## EXCERPT TO READ

· · · · ·

At first glance, the dispute seems moral and the money incidental. That is wrong. The money matters greatly, but only indirectly. A $200m ceiling is not transformative for firms at the frontier of AI. What such contracts buy is something more valuable than revenue: legitimacy, embeddedness, and a route into the machinery of the state. A firm trusted with classified environments looks less like a fashionable application-maker and more like infrastructure. That signalling value reaches well beyond Washington. Once the government labels a supplier as risky, investors, agencies, and corporate buyers may begin treating it accordingly.

A regulatory label coined for one purpose soon becomes a commercial stigma. Yet the more interesting issue is not financial but constitutional. Anthropic’s case is, in essence, that a private company may refuse to enable certain applications because the technology remains too unreliable or too dangerous. The company’s objections centre on autonomous weapons and domestic surveillance. The Pentagon retorts that lawful authority, not vendor philosophy, must govern national-security use. In other words, Anthropic is asserting a kind of corporate conscience, and the state is insisting on sovereign discretion.

That quarrel is sharpened by what lies abroad. China publicly speaks the language of prudence: its foreign ministry has said military AI should be regulated, remain subject to human control, comply with international humanitarian law, and avoid strategic instability. Yet Beijing did not endorse the 2024 Seoul “blueprint for action” on responsible military AI use, and Reuters reported that both China and America also declined to sign a 2026 declaration on governing military AI at the REAIM summit in Spain. Reuters has separately reported that PLA-affiliated researchers built a military-focused model on top of Meta’s Llama. The contrast, then, is not between an America with rules and a China with none. It is between an American system in which firms, agencies, courts, and public argument can visibly constrain defence AI, and a Chinese one in which the state appears to face far less public friction in bending AI to strategic ends. In such a contest, Washington will be tempted to treat Anthropic-style principles not as safeguards, but as luxuries.

That is why the dispute is spreading beyond the Pentagon. On March 7th, the Trump administration had drawn up stricter rules for civilian AI contracts, requiring companies to grant the government irrevocable rights to all lawful uses of their systems. Those draft rules reportedly mirror ideas under consideration in military procurement. If adopted, they would turn a quarrel with one determined supplier into a broader doctrine: government buys not merely access to a model, but priority over the terms on which it may be used. That may be democratically defensible. Governments, unlike AI labs, answer to voters. But it also means that the industry’s favourite language, “responsible AI”, “alignment”, “safety”, will matter only for so long as it does not collide with sovereign power.

· · · · ·

## YOUR TASK
Copy out the passage about Anthropic and the Pentagon word for word, from "At first glance, the" up to and including "treating it accordingly.".

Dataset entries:
· · · · ·

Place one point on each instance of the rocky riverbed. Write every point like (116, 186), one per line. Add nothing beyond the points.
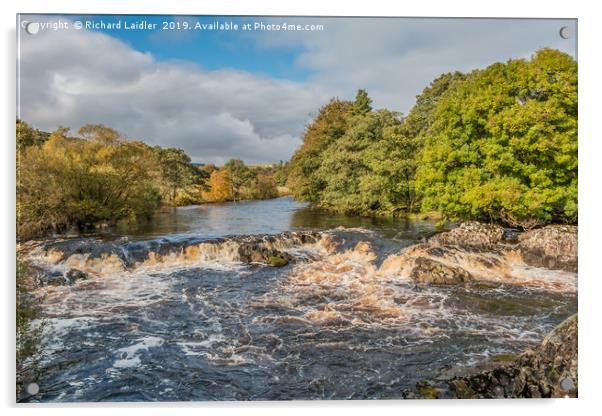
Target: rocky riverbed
(331, 313)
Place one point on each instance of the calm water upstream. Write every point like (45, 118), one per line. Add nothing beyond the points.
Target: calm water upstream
(168, 314)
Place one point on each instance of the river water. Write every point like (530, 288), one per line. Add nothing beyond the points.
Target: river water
(170, 313)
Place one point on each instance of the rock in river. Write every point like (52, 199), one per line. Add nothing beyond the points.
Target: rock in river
(553, 247)
(471, 234)
(549, 370)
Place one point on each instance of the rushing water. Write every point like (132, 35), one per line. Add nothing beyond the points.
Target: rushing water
(169, 312)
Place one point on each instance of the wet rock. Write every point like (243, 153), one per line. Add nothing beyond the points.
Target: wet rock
(549, 370)
(74, 275)
(423, 390)
(53, 279)
(471, 234)
(278, 260)
(553, 247)
(431, 271)
(258, 253)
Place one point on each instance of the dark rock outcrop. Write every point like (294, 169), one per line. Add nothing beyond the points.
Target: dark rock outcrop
(471, 234)
(553, 247)
(258, 253)
(74, 275)
(427, 270)
(549, 370)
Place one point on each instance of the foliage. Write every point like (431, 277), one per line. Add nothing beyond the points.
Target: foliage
(502, 144)
(178, 174)
(264, 187)
(240, 178)
(329, 125)
(236, 181)
(497, 144)
(219, 187)
(99, 178)
(355, 160)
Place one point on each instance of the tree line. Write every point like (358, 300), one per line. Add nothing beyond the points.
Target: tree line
(99, 177)
(496, 144)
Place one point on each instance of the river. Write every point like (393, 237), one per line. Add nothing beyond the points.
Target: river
(170, 313)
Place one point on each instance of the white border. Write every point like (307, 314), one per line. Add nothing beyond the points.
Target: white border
(590, 195)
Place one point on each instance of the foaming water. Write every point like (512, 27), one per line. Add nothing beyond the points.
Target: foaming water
(189, 318)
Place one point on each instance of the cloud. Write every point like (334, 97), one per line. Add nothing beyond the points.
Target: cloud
(215, 115)
(90, 77)
(395, 58)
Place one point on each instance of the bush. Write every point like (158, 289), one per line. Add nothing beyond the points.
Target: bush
(502, 144)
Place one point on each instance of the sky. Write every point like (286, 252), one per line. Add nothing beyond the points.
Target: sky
(246, 94)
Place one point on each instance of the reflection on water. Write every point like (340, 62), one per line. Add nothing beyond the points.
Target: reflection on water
(262, 217)
(189, 326)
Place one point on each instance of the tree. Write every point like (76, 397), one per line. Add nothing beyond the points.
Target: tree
(264, 186)
(502, 144)
(219, 187)
(362, 104)
(73, 182)
(239, 177)
(369, 169)
(99, 133)
(177, 171)
(329, 125)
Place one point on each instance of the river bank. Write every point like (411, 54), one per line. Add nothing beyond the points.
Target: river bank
(270, 301)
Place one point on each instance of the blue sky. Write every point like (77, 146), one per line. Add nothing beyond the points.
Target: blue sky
(249, 95)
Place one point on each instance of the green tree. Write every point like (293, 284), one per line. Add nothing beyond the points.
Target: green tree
(329, 125)
(72, 182)
(369, 169)
(99, 133)
(502, 144)
(239, 177)
(362, 104)
(177, 171)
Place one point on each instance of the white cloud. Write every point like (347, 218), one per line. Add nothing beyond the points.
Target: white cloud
(394, 59)
(71, 80)
(214, 115)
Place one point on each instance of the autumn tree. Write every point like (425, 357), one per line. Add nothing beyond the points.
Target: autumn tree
(239, 177)
(177, 171)
(218, 187)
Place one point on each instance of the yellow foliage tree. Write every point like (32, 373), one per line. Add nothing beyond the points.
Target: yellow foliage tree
(219, 187)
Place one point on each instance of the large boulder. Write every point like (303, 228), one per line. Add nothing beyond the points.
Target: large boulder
(427, 270)
(553, 247)
(549, 370)
(471, 234)
(258, 253)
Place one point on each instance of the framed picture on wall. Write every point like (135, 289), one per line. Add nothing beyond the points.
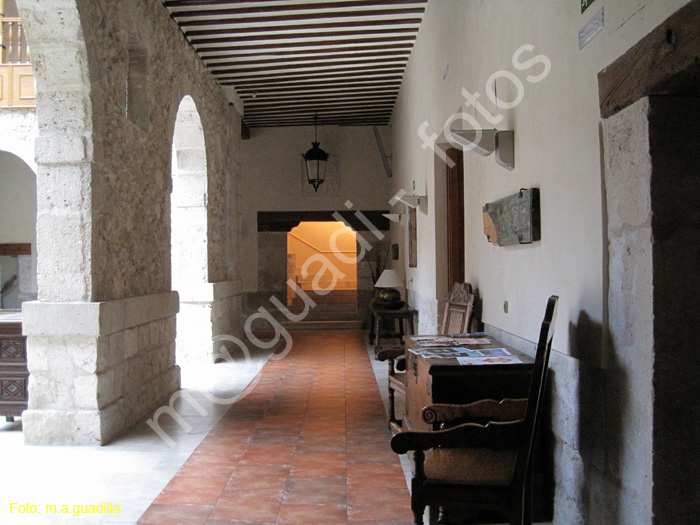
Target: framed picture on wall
(412, 239)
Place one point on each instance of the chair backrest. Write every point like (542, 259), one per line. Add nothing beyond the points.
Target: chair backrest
(538, 387)
(458, 309)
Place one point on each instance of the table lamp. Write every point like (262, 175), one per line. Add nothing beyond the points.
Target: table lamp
(388, 282)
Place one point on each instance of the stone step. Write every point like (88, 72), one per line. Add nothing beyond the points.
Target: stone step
(342, 307)
(320, 315)
(330, 298)
(323, 325)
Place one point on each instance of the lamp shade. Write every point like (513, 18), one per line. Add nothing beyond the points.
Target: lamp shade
(389, 279)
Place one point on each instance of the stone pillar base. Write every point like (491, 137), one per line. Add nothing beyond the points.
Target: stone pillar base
(97, 368)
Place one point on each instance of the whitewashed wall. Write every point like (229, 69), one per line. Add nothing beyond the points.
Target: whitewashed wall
(558, 150)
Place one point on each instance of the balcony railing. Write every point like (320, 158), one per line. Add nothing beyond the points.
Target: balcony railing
(16, 77)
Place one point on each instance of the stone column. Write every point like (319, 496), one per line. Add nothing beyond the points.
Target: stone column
(97, 368)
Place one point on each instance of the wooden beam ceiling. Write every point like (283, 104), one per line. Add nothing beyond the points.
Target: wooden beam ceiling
(342, 61)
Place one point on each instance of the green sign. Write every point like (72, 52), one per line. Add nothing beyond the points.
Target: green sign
(585, 4)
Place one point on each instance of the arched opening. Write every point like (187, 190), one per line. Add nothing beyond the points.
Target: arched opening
(322, 260)
(17, 232)
(188, 211)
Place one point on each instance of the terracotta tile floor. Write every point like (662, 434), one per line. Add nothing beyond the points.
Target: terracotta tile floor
(308, 445)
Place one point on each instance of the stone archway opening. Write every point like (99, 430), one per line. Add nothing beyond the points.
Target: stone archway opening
(652, 191)
(17, 232)
(188, 209)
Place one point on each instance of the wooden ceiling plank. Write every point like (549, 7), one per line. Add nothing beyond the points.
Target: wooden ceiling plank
(325, 86)
(292, 6)
(345, 108)
(290, 95)
(322, 102)
(257, 83)
(362, 3)
(315, 15)
(369, 62)
(317, 57)
(374, 71)
(276, 31)
(402, 40)
(362, 34)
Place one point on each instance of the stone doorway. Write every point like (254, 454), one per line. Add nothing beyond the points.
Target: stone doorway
(188, 213)
(650, 106)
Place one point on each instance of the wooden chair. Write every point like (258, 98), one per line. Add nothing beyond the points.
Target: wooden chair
(481, 466)
(456, 317)
(457, 312)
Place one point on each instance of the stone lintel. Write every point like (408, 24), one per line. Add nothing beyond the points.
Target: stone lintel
(97, 318)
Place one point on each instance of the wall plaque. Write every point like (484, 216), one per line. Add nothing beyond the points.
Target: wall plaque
(514, 219)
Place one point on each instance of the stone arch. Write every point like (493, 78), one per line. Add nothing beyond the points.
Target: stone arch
(189, 236)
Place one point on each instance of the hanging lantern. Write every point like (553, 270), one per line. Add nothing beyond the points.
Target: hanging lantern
(316, 161)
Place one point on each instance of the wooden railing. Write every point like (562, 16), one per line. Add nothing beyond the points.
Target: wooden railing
(16, 77)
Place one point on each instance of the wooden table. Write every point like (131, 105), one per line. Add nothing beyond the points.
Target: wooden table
(14, 375)
(443, 380)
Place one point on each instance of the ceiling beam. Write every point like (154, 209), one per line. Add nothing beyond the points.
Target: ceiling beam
(317, 58)
(223, 69)
(360, 35)
(290, 6)
(279, 32)
(316, 15)
(354, 43)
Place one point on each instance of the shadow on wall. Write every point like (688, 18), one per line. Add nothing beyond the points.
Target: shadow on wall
(602, 405)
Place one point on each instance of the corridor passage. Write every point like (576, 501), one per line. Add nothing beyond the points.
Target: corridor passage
(309, 444)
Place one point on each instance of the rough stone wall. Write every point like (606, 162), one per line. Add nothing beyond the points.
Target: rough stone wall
(97, 368)
(619, 473)
(63, 149)
(131, 178)
(18, 132)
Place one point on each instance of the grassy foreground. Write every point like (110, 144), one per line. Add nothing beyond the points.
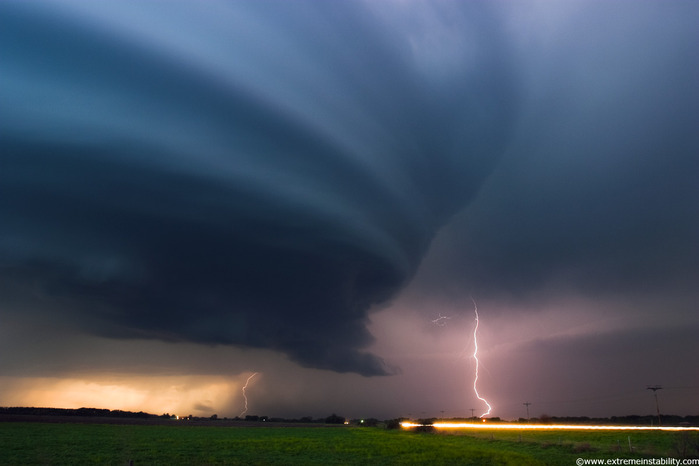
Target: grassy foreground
(45, 443)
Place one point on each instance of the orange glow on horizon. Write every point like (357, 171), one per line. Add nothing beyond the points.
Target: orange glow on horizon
(481, 426)
(198, 395)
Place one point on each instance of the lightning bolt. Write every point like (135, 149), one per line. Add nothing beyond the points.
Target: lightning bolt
(441, 321)
(475, 356)
(245, 397)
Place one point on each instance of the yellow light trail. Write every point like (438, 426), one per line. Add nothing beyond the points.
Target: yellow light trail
(490, 426)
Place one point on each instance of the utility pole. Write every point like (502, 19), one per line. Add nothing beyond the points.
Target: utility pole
(655, 389)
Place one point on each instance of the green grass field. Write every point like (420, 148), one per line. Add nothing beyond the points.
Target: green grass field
(47, 443)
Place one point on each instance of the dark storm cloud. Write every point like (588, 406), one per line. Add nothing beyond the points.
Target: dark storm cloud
(598, 192)
(249, 174)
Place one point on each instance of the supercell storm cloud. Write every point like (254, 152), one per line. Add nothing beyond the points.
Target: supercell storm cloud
(258, 174)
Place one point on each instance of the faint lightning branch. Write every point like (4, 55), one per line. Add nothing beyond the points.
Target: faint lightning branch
(441, 320)
(475, 356)
(245, 397)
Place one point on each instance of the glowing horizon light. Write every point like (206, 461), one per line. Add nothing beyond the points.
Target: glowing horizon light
(475, 356)
(491, 426)
(245, 397)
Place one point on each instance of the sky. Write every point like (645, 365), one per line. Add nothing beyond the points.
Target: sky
(323, 194)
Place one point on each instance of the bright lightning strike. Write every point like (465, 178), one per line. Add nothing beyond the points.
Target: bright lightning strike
(245, 397)
(475, 356)
(441, 321)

· · · · ·

## ANSWER TO THE PROBLEM
At first glance, the dispute seems moral and the money incidental. That is wrong. The money matters greatly, but only indirectly. A $200m ceiling is not transformative for firms at the frontier of AI. What such contracts buy is something more valuable than revenue: legitimacy, embeddedness, and a route into the machinery of the state. A firm trusted with classified environments looks less like a fashionable application-maker and more like infrastructure. That signalling value reaches well beyond Washington. Once the government labels a supplier as risky, investors, agencies, and corporate buyers may begin treating it accordingly.